/---

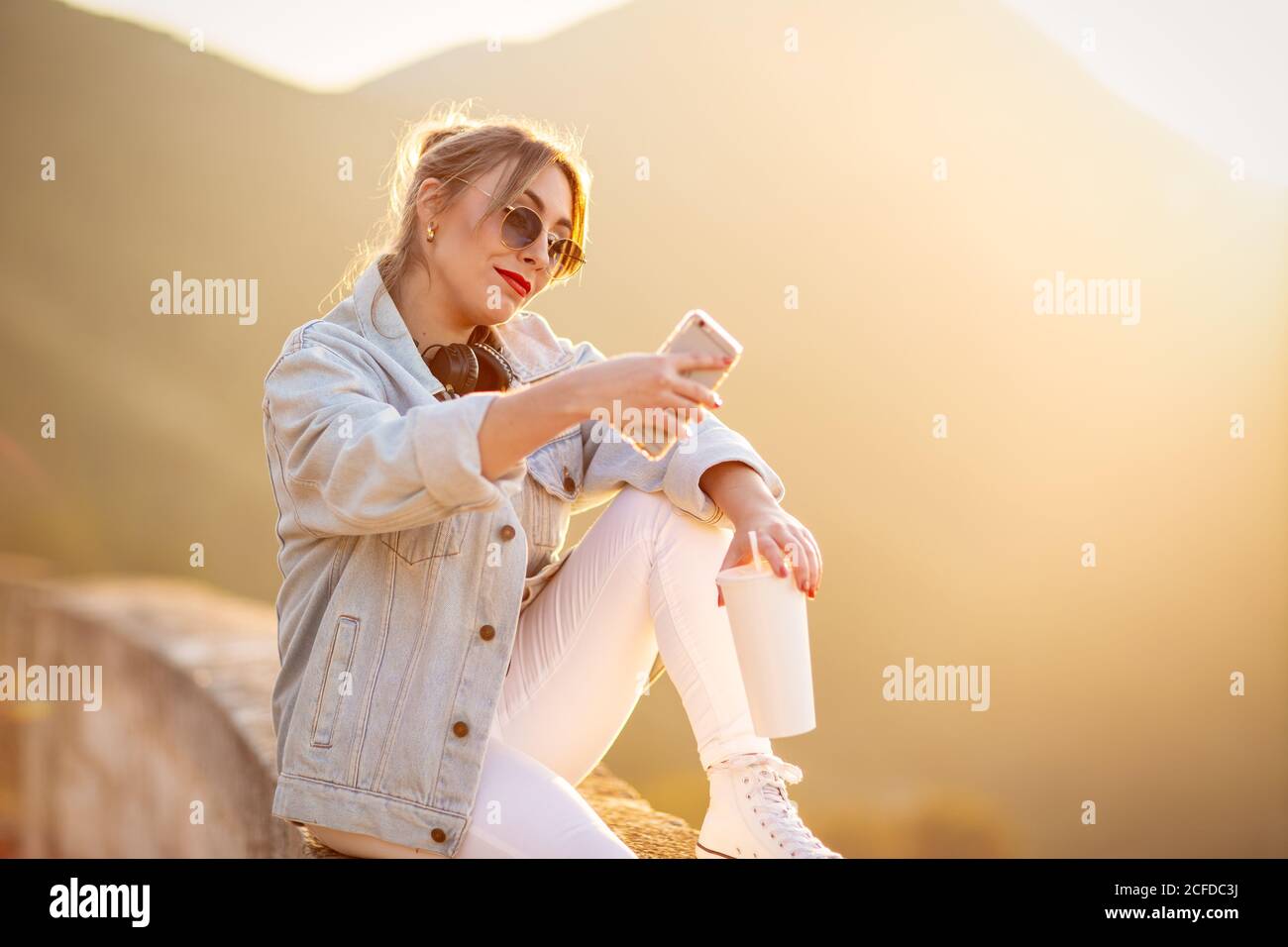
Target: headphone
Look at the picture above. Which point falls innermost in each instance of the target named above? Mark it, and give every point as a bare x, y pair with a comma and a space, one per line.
471, 367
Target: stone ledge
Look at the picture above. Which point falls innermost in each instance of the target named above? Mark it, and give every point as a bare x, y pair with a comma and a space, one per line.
191, 723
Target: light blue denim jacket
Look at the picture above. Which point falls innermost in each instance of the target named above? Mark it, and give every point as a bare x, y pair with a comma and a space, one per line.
404, 570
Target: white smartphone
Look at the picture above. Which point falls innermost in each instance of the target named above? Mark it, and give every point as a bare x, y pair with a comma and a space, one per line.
696, 331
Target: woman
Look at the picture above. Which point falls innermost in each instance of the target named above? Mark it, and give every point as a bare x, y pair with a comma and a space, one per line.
447, 676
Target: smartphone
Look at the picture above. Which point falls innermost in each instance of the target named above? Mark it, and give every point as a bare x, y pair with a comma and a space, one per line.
696, 331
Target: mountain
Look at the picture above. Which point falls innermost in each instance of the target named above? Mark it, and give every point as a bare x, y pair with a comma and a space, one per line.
769, 169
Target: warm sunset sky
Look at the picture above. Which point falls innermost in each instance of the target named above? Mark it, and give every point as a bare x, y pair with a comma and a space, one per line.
1214, 71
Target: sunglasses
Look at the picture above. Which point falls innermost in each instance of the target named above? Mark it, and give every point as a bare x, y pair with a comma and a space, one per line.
520, 228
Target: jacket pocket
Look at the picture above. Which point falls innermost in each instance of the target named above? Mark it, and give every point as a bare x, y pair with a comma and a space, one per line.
555, 471
336, 678
557, 466
429, 541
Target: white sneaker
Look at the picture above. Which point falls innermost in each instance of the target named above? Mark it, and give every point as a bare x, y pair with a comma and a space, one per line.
750, 813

\---

Put the records above into a two-column CSV headed record_text and answer, with one row per record, each field in quotes and every line break replaced by a space. Leave the pictures out.

* [Correct answer]:
record_text,answer
"Target: headphone Look at the picture above. Which point falls innermost in each instance of the target named above? Mark it, and give every point as a bare x, y pair with a comma and a space, one per line.","471, 367"
"Target: stone ledge Look at the picture above. Which point falls innermost in each instance of the target named above? Mark it, and give every point as a bare x, y pair with a comma and a space, one per line.","191, 723"
"Target: light blue denim jacket Look at the picture above. Which point falls innermost in each instance of the target named above? Mark it, and give every point as a bare x, y pair with a comma and a space, one per line.","404, 570"
"Target: white smartphone Look at the picture above. Which point falls innermost in each instance of the target named above? Mark it, and give every point as a bare x, y pair with a comma and a space, one per line.","696, 331"
"Target: woman Look at the picture above. Which point falls innermost in each instance of the target named above? Mark it, and give every point as a bare x, y pair with a comma and a space, one per line.","447, 676"
"Target: smartphone Look at the picture above. Which point falls innermost in each instance of the target named above? Mark it, and give every point as a bare x, y pair with a comma and a space, one per line.","696, 331"
"Target: mountain Look at the picture above. Which point falls innermost in each instance of the target named above? Mark it, and give every point as a bare x, y pair with a comma and a space, one per line.","769, 169"
"Target: warm sunset sky Look at the picture above. Which point falls innermost in each instance of the target named above? Mark it, and give every point as a bare x, y pair with a comma and a space, one per line.","1214, 71"
"Target: sunglasses Look at the picture above. Which point falls innermost in each instance of the target named above? Mark it, and give every point as a bare x, y pair with a comma and a space, one per line.","520, 228"
"Target: jacket pocket Look at the picture above. Which point falls innermost in each instance of the target named above? Mark it, and give every point as a bare x, y pair with a comma and a space, one per line.","555, 471 336, 678 557, 466 429, 541"
"Target: white sneaker Look at the picture above. Which point falls innermost in each instance of the target named above? Mark it, and give every point as a bare x, y pair with a comma and a space, one per line.","750, 813"